WORK INSTRUCTIONS: Quote the data below verbatim, keeping every line as it appears.

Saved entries
------------------------

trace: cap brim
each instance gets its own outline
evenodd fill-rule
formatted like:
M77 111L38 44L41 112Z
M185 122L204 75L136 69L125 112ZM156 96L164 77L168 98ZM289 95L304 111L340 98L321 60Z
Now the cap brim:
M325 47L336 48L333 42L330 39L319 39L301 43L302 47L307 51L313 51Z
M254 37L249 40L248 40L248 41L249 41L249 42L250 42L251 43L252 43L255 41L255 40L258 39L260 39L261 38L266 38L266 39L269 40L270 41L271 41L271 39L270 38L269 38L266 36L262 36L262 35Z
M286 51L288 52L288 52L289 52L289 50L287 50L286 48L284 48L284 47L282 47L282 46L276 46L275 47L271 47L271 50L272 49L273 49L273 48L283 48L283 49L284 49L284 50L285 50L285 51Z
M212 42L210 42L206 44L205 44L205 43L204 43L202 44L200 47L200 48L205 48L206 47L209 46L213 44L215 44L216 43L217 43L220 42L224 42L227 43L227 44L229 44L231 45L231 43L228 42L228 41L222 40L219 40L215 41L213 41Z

------------------------

OUTPUT BELOW:
trace: cap brim
each instance gets its own outline
evenodd fill-rule
formatted like:
M77 111L38 44L41 112Z
M185 122L204 75L136 69L125 112ZM156 96L164 77L168 98ZM289 95L304 111L340 98L321 60Z
Now the cap brim:
M325 47L336 48L333 42L330 39L319 39L301 43L302 47L307 51L313 51Z
M254 37L249 40L248 40L248 41L249 41L249 42L250 42L251 43L252 43L255 41L255 40L258 39L260 39L261 38L266 38L266 39L269 40L270 41L271 41L271 39L270 38L269 38L266 36L262 36L262 35Z
M286 51L288 52L288 52L289 52L289 50L287 50L286 48L284 48L284 47L282 47L282 46L276 46L275 47L271 47L271 50L272 49L273 49L273 48L283 48L283 49L284 49L284 50L285 50L285 51Z
M212 42L210 42L206 44L205 44L205 43L204 43L202 44L200 47L200 48L205 48L206 47L209 46L213 44L215 44L216 43L217 43L220 42L224 42L227 43L227 44L229 44L231 45L231 43L228 42L228 41L222 40L219 40L215 41L213 41Z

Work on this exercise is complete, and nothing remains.